#### Excerpt

Nearly a decade after his young life was tragically cut short, the South Florida community honored the memory of Trayvon Martin on what would have been his 27th birthday.
The 10th annual remembrance weekend took place starting with a Peace Walk and Peace Talk Saturday at Ives Estate Park. The event, hosted by the Trayvon Martin Foundation, celebrated the past year while encouraging the community to avoid violence and keep the peace.
Live performances including gospel music and interpretive dancing were all part of the event, as well as vendors and organizations who stand in solidarity with the cause.
In the years that followed Martin’s death, his family has become vocal leaders in the anti-violence movement.
His mother, Sybrina Fulton, has used her activism to help other grieving mothers in the community while narrowly losing a campaign for the Miami-Dade County Commission in 2020. She wrote a book with her ex-husband and Martin’s father, Tracy, after the shooting.
It was an emotional morning for Trayvon Martin's parents as they thanked those in the crowd for their endless support.
“I’m just trying to do my part. and I just encourage you, challenge you to do your part, thank you,” Fulton said.
His father, Tracy Martin, also said it was bittersweet to memorialize his death on the day he would’ve turned 27-years-old.
“We just want you guys to know that we love you all. We appreciate you all,” Tracy Martin said.
Miami-Dade County Mayor Daniella Levine Cava offered the Martin family her support.
“We can say truthfully that we will protect, no matter their color, their creed,” Levine Cava said.

########
#### Dataset excerpts

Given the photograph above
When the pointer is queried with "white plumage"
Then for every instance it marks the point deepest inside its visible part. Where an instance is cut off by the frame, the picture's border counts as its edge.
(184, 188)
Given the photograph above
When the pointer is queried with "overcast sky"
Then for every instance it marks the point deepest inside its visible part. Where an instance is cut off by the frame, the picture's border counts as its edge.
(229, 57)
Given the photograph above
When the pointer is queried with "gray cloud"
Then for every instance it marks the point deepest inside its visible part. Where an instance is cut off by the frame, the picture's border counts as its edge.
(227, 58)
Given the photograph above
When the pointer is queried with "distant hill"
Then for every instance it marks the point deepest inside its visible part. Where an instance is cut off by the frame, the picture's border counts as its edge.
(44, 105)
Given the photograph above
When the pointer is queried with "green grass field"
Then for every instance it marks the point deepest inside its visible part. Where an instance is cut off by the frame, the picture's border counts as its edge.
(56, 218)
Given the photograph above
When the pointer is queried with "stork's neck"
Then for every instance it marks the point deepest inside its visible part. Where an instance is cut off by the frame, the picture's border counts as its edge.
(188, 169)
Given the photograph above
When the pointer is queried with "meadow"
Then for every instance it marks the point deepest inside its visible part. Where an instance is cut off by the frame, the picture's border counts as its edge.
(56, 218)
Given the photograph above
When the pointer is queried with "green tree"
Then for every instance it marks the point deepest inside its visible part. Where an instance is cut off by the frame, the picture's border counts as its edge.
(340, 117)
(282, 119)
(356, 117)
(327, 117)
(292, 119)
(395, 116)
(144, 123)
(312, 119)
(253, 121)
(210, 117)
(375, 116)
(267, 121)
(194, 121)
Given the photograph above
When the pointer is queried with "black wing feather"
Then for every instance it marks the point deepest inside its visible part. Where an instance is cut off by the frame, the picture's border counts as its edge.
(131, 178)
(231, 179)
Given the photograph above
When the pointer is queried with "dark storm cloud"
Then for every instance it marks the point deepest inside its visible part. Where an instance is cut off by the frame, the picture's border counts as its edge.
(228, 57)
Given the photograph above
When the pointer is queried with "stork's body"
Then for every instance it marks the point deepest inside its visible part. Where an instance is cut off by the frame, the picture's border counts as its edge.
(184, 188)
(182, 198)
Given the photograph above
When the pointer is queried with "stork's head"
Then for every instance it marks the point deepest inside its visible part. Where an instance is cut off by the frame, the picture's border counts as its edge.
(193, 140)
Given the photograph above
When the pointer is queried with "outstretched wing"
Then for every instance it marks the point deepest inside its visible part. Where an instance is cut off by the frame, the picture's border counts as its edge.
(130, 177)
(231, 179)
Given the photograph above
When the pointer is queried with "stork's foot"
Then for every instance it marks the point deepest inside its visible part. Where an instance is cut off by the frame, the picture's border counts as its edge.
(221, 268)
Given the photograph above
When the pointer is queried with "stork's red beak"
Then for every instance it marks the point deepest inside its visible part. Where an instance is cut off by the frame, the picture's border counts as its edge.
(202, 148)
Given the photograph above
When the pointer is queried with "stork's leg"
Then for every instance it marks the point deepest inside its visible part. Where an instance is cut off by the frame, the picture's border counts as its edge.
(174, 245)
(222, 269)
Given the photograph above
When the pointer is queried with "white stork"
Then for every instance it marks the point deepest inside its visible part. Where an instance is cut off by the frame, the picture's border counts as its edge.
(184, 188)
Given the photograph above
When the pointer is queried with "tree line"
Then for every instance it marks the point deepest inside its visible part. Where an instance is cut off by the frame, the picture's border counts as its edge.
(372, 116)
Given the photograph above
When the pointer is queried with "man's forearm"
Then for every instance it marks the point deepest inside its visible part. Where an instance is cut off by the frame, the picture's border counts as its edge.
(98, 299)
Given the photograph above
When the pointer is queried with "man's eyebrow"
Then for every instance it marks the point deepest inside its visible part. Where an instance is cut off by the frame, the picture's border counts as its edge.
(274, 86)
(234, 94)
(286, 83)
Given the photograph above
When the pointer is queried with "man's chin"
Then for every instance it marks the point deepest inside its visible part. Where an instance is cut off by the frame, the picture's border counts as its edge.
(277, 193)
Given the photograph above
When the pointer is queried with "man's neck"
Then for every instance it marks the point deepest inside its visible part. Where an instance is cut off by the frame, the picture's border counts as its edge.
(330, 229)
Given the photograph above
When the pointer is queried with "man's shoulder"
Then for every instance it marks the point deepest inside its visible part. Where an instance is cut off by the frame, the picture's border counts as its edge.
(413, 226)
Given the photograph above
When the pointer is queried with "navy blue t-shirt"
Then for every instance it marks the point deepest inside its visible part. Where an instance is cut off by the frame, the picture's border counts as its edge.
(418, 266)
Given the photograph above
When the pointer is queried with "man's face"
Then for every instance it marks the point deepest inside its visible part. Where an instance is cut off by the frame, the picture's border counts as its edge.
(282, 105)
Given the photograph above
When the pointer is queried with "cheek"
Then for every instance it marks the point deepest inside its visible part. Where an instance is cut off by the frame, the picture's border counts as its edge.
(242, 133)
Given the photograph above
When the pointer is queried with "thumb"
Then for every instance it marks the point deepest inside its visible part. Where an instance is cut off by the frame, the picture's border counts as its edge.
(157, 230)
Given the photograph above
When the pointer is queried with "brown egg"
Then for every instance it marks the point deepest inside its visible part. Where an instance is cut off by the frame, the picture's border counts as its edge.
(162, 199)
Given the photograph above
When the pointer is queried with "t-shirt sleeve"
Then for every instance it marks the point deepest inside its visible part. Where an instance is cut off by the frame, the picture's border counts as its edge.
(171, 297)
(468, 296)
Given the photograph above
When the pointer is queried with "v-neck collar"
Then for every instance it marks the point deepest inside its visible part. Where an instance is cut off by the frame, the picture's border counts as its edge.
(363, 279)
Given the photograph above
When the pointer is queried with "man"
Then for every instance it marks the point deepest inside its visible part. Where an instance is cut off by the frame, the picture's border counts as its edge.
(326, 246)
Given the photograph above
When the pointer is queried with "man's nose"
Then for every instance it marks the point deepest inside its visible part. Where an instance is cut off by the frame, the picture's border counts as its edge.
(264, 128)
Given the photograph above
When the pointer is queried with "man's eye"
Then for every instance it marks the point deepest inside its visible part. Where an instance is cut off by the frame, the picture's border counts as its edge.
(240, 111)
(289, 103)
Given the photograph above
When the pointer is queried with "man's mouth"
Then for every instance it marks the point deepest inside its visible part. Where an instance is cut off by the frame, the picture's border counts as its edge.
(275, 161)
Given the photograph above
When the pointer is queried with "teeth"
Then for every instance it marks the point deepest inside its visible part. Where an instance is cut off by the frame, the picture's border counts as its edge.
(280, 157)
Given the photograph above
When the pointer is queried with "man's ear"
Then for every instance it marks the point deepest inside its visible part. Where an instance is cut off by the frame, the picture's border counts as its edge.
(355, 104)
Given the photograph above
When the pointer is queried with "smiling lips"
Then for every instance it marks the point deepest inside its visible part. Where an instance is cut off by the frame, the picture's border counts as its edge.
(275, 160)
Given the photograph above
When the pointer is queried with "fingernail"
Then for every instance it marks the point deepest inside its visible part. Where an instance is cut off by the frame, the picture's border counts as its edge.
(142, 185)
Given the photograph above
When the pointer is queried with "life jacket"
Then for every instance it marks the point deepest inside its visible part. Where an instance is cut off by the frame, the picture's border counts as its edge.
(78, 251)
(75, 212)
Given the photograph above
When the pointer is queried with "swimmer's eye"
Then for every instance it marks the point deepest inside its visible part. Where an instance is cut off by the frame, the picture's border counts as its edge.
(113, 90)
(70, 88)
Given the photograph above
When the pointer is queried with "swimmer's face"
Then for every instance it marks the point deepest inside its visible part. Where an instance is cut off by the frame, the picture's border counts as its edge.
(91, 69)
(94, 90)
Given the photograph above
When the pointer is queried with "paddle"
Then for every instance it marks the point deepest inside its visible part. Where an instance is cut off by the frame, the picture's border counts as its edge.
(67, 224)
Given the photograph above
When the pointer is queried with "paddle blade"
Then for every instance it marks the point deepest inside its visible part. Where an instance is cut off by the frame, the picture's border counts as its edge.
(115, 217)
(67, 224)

########

> **Instructions for the task**: Continue the news story about the Trayvon Martin remembrance weekend, picking up after its final sentence.

> **Exercise output**:
George Floyd’s brother, Philonise Floyd was also in attendance. He said he sees the Martin family as his own and that the fight for equality continues.
“The fact that we gotta turn our pain into purpose to make people understand that we are here and we will continue to be here and our skin is not toxic. Please don’t make us another hashtag or another slogan,” Floyd said.
George Floyd’s nephew, Brandon Williams said conversations about racism, although uncomfortable, still need to happen and that it’s important to keep up the momentum.
“Continue to fight, continue to stand in solidarity, continue showering these families with love,” Williams said. “There’s a lot of families that aren’t household names, but the pain is the same.”
Martin, a Miami native who was a student at Dr. Michael Krop High School, was shot and killed while visiting his father’s Sanford neighborhood on February 26, 2012, following a altercation with neighborhood watchman George Zimmerman.
Zimmerman was acquitted of second-degree murder and manslaughter charges over a year later, a decision that led to peaceful protests in South Florida and across the country.